Source records »

-----

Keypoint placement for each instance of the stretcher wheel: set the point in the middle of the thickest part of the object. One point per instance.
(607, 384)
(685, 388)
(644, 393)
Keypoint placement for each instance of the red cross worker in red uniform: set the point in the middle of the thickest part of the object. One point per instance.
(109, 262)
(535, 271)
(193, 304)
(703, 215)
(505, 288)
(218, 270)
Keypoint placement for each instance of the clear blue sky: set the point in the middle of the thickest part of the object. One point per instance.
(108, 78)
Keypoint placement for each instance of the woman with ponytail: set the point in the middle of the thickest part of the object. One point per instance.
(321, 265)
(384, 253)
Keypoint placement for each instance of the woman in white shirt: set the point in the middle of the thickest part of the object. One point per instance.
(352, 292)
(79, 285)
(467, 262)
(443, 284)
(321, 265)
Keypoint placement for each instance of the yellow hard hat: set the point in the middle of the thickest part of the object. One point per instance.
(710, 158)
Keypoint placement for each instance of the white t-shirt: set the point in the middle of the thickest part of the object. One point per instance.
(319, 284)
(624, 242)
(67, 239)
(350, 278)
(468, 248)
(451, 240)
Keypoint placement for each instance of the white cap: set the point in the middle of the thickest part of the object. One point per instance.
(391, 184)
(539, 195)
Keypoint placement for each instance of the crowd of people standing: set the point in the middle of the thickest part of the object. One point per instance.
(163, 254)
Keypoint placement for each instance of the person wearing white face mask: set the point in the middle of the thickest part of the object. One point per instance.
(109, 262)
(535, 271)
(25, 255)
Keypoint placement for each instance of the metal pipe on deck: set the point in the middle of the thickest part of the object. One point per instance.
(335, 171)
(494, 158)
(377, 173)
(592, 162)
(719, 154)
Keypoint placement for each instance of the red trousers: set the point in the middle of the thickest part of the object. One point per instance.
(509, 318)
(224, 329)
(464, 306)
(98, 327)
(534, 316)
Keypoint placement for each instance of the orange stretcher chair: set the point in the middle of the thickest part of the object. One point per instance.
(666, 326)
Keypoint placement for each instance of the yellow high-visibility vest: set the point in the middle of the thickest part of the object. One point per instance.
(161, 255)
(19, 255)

-----

Instructions for the task » Return the entries in full, keeping every line exactly as it is.

Exercise solution »
Keypoint placement for each instance of the stretcher wheel: set the point in the middle of the thickest part of the object. One point per instance.
(607, 384)
(685, 388)
(644, 393)
Keypoint placement for each instance of the red cross worker in red uniform: set the point in the middle of the thickest part of the object. One point per instance.
(109, 262)
(535, 271)
(193, 304)
(703, 215)
(505, 288)
(218, 270)
Keypoint placement for each instance of the clear blue sky: set the point in the middle of the thickest part of the object. One point per instance.
(108, 78)
Keypoint placement for each instance of the woman with ponytail: set the point in the middle of the thickest part of the object. One point per instance.
(321, 265)
(384, 253)
Keypoint placement for each instance of the woman in white shirt: set the point in the middle of the thickest part of the object. One point per instance.
(352, 292)
(79, 285)
(467, 262)
(443, 284)
(321, 265)
Keypoint placement for each instance of the yellow hard hat: set the point in the middle of the thickest part of the object. One point per instance.
(710, 158)
Keypoint placement for each instance of the white t-shirt: set the point in the middle of the thickest part of the object. One point per instance.
(319, 284)
(624, 242)
(67, 239)
(350, 278)
(468, 248)
(451, 240)
Keypoint placement for each instance of the white cap: set the point in the middle of the thickest part of the object. One point per instance.
(391, 184)
(539, 195)
Keypoint placement for each instance of the crowd of people standing: set the point in the middle of the thickest part of the object. One point per instance.
(163, 254)
Keypoint placement for each instance of the person wearing white face mask: set the point in the middle of the thickest part of the object. One point per instance.
(109, 262)
(535, 271)
(25, 255)
Keypoint placement for each instance of the metal pipe on deck: set the point in the middle of the thickest part of the object. One point per instance.
(335, 171)
(494, 158)
(377, 173)
(592, 162)
(719, 154)
Keypoint placement for each instance of the red trousers: set the point in the middle of the thickest part of the object. One point per instance.
(509, 318)
(224, 329)
(464, 306)
(98, 327)
(534, 316)
Keypoint placement for each instance of the orange stretcher chair: set the point in the middle of the thickest part of the object. One point per instance.
(666, 326)
Keypoint placement for each instance of the yellow high-visibility vest: set the point in the middle of the thickest part of the object. One point per instance.
(161, 255)
(19, 255)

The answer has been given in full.